**Stored records**
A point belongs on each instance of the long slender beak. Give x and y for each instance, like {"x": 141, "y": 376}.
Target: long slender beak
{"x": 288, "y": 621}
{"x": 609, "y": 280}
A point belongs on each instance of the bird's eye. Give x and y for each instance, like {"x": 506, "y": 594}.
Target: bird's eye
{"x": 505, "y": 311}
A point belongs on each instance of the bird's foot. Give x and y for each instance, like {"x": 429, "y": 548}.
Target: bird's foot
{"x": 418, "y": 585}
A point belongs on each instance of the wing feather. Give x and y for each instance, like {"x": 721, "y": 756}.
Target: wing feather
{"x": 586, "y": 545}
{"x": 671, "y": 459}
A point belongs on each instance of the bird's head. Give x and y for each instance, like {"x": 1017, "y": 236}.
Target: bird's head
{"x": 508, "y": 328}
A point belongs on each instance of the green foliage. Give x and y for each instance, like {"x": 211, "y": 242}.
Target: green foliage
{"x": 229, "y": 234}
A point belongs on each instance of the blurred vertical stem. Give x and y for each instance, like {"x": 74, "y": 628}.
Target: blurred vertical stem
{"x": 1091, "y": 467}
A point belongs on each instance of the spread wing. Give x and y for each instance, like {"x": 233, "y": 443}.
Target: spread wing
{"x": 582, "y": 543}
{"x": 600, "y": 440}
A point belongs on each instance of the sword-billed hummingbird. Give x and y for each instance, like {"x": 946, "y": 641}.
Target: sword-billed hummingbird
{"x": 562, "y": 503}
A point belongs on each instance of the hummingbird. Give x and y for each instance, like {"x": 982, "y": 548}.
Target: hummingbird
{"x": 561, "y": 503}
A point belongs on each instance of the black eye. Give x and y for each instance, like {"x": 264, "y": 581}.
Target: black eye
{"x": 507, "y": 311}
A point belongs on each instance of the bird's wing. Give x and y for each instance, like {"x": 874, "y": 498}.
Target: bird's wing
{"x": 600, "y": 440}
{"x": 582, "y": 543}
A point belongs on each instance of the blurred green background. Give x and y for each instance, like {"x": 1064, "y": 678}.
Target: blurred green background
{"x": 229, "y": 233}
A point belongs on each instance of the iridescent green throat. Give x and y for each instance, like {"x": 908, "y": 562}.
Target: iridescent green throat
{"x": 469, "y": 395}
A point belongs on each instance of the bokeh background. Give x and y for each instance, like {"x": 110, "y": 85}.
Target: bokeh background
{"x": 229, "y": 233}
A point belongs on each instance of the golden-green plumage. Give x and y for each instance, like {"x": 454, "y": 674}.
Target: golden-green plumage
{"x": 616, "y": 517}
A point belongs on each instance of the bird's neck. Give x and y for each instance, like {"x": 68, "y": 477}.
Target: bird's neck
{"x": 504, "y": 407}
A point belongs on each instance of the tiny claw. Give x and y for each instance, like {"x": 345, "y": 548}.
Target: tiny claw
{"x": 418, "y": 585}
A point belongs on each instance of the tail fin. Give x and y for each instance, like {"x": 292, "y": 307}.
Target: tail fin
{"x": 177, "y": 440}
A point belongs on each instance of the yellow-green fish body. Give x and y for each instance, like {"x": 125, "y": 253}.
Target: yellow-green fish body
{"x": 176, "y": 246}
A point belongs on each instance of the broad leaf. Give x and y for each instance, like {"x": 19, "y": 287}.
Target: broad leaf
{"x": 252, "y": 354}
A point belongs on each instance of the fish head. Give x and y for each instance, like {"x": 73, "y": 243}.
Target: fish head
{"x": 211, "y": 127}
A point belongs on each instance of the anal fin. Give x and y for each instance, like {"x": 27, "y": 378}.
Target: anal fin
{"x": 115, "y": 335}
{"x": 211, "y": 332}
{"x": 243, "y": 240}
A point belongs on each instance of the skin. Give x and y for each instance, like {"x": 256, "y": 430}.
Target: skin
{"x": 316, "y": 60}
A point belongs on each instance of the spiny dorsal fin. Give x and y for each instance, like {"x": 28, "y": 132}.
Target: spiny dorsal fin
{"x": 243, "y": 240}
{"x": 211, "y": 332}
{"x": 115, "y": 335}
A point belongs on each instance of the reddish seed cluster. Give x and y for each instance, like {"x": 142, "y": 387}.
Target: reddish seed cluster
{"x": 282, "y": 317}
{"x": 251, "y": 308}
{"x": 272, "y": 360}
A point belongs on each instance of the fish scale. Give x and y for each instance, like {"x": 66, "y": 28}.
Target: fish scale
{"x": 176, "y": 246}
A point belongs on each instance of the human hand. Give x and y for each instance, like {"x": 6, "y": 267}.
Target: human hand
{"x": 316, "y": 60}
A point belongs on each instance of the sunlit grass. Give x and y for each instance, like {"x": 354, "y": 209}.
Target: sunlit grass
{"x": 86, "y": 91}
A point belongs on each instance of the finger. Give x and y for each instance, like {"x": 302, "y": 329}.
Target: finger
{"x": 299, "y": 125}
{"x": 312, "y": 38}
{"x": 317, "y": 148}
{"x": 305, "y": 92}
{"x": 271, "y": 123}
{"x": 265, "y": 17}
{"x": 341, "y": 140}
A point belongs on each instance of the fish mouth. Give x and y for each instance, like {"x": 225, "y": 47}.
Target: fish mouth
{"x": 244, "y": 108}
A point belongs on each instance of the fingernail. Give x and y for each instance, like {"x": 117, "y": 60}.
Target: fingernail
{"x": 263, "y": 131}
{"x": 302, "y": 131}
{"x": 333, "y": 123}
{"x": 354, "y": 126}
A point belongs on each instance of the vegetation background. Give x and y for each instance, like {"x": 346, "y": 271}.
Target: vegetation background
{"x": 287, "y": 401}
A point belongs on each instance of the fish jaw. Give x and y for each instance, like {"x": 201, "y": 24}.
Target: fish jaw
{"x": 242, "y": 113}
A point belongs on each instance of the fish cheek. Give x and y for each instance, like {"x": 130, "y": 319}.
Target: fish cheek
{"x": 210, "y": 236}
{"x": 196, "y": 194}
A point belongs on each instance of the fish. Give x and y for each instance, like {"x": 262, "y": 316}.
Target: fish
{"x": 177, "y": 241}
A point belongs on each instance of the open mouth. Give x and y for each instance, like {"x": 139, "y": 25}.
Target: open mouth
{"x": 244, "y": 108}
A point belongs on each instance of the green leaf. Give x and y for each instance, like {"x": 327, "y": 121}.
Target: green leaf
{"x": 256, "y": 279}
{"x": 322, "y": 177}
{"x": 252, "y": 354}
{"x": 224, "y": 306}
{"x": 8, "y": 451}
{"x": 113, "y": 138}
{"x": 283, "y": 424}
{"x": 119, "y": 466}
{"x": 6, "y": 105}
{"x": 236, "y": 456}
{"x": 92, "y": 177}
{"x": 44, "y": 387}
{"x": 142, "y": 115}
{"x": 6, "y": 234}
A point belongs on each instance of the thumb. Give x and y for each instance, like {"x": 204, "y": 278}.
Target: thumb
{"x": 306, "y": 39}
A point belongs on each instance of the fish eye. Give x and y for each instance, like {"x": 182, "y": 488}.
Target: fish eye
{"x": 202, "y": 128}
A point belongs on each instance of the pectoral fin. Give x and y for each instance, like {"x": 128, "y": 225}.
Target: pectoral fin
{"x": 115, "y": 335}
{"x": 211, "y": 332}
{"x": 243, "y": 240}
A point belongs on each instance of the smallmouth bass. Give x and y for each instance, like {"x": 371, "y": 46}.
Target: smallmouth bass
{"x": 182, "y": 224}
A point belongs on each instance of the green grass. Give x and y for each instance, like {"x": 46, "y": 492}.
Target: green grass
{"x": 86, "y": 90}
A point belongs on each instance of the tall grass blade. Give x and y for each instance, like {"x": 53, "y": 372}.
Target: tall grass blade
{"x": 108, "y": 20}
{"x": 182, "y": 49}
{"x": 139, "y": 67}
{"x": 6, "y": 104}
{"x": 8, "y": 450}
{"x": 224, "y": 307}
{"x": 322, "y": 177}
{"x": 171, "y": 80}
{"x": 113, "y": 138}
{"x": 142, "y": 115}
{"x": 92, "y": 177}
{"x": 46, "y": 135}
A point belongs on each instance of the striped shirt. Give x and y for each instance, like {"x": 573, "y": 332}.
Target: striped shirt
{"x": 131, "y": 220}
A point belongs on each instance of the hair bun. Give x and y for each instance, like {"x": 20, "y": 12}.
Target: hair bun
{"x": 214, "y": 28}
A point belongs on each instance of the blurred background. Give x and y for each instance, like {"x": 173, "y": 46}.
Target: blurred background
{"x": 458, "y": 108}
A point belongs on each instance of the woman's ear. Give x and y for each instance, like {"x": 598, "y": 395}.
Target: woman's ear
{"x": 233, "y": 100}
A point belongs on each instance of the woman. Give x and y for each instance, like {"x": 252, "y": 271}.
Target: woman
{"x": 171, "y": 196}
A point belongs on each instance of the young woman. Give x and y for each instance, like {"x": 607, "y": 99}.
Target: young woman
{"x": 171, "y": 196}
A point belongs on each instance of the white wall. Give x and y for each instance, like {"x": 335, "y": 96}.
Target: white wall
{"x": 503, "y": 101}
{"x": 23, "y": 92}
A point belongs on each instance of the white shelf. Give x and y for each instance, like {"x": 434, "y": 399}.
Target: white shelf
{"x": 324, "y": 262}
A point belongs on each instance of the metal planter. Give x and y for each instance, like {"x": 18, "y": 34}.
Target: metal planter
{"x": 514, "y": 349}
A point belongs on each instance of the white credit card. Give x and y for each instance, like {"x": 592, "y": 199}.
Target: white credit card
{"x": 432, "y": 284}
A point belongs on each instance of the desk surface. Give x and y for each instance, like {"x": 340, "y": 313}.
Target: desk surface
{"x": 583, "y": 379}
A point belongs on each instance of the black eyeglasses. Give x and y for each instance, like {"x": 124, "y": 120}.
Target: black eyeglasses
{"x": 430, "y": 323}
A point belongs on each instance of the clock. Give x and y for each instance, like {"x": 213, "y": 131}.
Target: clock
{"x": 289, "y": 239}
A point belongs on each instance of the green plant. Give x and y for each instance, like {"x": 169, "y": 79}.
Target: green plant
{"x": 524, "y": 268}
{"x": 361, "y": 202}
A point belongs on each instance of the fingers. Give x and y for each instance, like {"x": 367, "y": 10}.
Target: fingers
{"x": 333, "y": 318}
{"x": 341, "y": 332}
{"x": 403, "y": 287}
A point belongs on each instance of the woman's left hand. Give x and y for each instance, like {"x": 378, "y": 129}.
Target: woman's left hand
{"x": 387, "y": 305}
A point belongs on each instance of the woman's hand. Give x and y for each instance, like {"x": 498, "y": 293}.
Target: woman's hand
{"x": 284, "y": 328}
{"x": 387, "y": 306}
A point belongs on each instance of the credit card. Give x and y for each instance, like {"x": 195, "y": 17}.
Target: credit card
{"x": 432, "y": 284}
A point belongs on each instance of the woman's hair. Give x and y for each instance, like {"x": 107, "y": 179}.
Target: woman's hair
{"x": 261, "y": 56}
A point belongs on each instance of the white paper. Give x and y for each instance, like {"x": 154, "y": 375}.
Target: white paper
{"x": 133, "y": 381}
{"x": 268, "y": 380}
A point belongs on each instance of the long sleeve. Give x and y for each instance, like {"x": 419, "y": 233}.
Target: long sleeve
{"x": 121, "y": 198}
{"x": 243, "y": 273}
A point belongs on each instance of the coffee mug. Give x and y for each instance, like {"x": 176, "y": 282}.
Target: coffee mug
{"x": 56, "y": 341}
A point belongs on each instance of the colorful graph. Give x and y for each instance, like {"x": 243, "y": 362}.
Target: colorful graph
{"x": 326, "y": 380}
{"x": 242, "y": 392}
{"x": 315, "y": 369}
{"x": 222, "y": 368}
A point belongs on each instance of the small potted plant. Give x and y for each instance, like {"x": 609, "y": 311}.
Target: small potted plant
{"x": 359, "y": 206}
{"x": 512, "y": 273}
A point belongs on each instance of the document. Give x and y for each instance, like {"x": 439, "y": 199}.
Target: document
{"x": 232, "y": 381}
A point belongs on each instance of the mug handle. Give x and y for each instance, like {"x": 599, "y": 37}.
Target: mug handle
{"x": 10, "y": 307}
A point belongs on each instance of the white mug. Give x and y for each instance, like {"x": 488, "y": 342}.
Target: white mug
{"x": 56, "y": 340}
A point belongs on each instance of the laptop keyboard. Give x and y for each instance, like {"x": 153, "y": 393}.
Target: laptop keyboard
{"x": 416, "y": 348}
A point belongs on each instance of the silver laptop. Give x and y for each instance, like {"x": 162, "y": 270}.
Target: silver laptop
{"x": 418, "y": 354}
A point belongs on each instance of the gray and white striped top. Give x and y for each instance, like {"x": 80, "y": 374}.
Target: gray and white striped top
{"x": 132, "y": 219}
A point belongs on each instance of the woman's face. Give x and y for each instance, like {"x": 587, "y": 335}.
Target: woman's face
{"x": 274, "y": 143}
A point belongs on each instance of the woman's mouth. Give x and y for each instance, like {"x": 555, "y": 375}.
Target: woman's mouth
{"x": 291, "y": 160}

**Set task**
Output exactly the lines above, from the one holding "A point belongs on each instance of the laptop" through the end of the data, including the first and last.

**Solved problem**
A point belongs on each instance of the laptop keyboard. Give x and y for each instance, like {"x": 153, "y": 393}.
Target: laptop keyboard
{"x": 416, "y": 348}
A point belongs on each instance of the silver laptop. Give x and y for each instance, like {"x": 162, "y": 270}.
Target: silver laptop
{"x": 418, "y": 354}
A point belongs on each instance of the gray and white striped top. Give x and y for each instance, like {"x": 80, "y": 374}.
Target: gray and white striped top
{"x": 132, "y": 219}
A point belongs on each instance of the woman's face. Give x and y for each instance, like {"x": 587, "y": 335}.
Target: woman's face
{"x": 274, "y": 143}
A point belongs on each instance of the woman's mouth. Give x and y for each instance, like {"x": 555, "y": 375}.
Target: woman's mouth
{"x": 291, "y": 160}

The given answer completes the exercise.